(Collection entries)
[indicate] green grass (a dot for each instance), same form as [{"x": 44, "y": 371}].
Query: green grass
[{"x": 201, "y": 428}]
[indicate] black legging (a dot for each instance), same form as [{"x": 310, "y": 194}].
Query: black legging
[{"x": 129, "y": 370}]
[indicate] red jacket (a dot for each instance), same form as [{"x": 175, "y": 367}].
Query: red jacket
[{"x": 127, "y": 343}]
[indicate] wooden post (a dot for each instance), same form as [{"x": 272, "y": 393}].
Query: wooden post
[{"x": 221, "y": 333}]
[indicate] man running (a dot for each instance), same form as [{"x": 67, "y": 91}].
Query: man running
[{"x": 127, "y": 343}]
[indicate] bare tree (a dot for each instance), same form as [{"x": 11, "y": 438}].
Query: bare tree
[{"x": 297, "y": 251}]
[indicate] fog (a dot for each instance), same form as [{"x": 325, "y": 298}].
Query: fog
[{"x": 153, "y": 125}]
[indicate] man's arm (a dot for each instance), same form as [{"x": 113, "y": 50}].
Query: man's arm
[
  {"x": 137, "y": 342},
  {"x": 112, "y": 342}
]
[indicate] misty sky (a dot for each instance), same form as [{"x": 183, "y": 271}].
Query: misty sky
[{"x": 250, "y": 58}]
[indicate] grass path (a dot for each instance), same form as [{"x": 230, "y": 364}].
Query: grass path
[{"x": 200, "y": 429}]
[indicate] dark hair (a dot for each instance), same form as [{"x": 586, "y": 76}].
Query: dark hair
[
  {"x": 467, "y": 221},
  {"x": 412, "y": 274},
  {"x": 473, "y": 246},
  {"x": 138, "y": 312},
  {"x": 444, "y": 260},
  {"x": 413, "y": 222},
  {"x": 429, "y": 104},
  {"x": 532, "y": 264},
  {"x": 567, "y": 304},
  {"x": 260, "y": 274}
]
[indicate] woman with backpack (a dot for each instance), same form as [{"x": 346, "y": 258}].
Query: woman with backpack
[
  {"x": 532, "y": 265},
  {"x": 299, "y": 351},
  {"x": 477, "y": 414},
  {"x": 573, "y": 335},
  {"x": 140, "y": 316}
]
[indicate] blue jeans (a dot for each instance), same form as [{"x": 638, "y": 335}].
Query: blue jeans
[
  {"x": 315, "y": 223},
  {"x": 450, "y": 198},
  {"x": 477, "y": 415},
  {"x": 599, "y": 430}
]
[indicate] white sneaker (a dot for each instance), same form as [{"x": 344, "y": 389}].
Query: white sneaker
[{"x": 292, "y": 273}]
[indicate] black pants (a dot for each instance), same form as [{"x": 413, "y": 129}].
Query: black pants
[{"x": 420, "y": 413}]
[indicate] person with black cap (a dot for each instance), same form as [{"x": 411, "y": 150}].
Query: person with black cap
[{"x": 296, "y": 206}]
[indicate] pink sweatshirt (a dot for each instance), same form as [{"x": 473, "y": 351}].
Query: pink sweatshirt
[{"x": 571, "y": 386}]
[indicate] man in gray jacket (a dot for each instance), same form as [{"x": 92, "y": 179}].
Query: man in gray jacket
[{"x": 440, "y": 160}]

**Work instructions:** Exact copies of all entries are what's needed here.

**Answer space:**
[indicate] green grass (a dot for each instance), same form as [{"x": 44, "y": 371}].
Query: green grass
[{"x": 201, "y": 428}]
[indicate] black legging (a dot for each instance), same form as [{"x": 310, "y": 194}].
Query: black legging
[{"x": 129, "y": 370}]
[indicate] red jacket (a dot for each instance), same form as [{"x": 175, "y": 367}].
Query: red jacket
[{"x": 127, "y": 343}]
[indicate] wooden post (a dot for each instance), same form as [{"x": 272, "y": 393}].
Query: wooden post
[{"x": 221, "y": 333}]
[indicate] man running (a dot for each instance), same form as [{"x": 67, "y": 91}].
Query: man running
[{"x": 127, "y": 343}]
[indicate] bare tree (a dot for each instance), same form as [{"x": 11, "y": 438}].
Query: bare tree
[{"x": 297, "y": 251}]
[indicate] fog (a dot for each instance), same form as [{"x": 325, "y": 298}].
Query: fog
[{"x": 153, "y": 125}]
[indicate] man's arm (a dot for each instance), same form as [{"x": 113, "y": 50}].
Query: man's arm
[
  {"x": 137, "y": 342},
  {"x": 112, "y": 342}
]
[indicate] misty sky (a dot for each instance), same form as [{"x": 183, "y": 271}].
Query: misty sky
[{"x": 250, "y": 58}]
[indicate] grass path (a dot for each instance), same form as [{"x": 230, "y": 364}].
Query: grass path
[{"x": 200, "y": 429}]
[indicate] dark hair (a dot for each instance), same form as [{"x": 586, "y": 76}].
Query: dark hair
[
  {"x": 467, "y": 221},
  {"x": 412, "y": 274},
  {"x": 473, "y": 246},
  {"x": 138, "y": 312},
  {"x": 444, "y": 260},
  {"x": 413, "y": 222},
  {"x": 429, "y": 104},
  {"x": 532, "y": 264},
  {"x": 567, "y": 304},
  {"x": 260, "y": 274}
]
[indicate] woman with backpack (a dot for each instance), same form as [{"x": 346, "y": 258}].
Query: woman with backpack
[
  {"x": 532, "y": 265},
  {"x": 299, "y": 351},
  {"x": 477, "y": 414},
  {"x": 573, "y": 335},
  {"x": 140, "y": 316}
]
[indicate] blue jeans (a dot for each instance), same form as [{"x": 638, "y": 335}].
Query: blue jeans
[
  {"x": 315, "y": 223},
  {"x": 450, "y": 198},
  {"x": 477, "y": 415},
  {"x": 599, "y": 430}
]
[indicate] white sneaker (a dot for each instance), same form as [{"x": 344, "y": 389}].
Query: white sneaker
[{"x": 292, "y": 273}]
[indicate] black pants (a dot for each instance), same form as [{"x": 413, "y": 129}].
Query: black pants
[{"x": 420, "y": 413}]
[indicate] person with black cap (a dot for each instance), same form as [{"x": 411, "y": 150}].
Query: person with black cap
[{"x": 296, "y": 206}]
[indicate] pink sweatshirt (a dot for each instance), same form as [{"x": 473, "y": 351}].
Query: pink sweatshirt
[{"x": 571, "y": 386}]
[indicate] man in gray jacket (a dot for each instance), same form as [{"x": 92, "y": 179}].
Query: man in gray jacket
[{"x": 440, "y": 160}]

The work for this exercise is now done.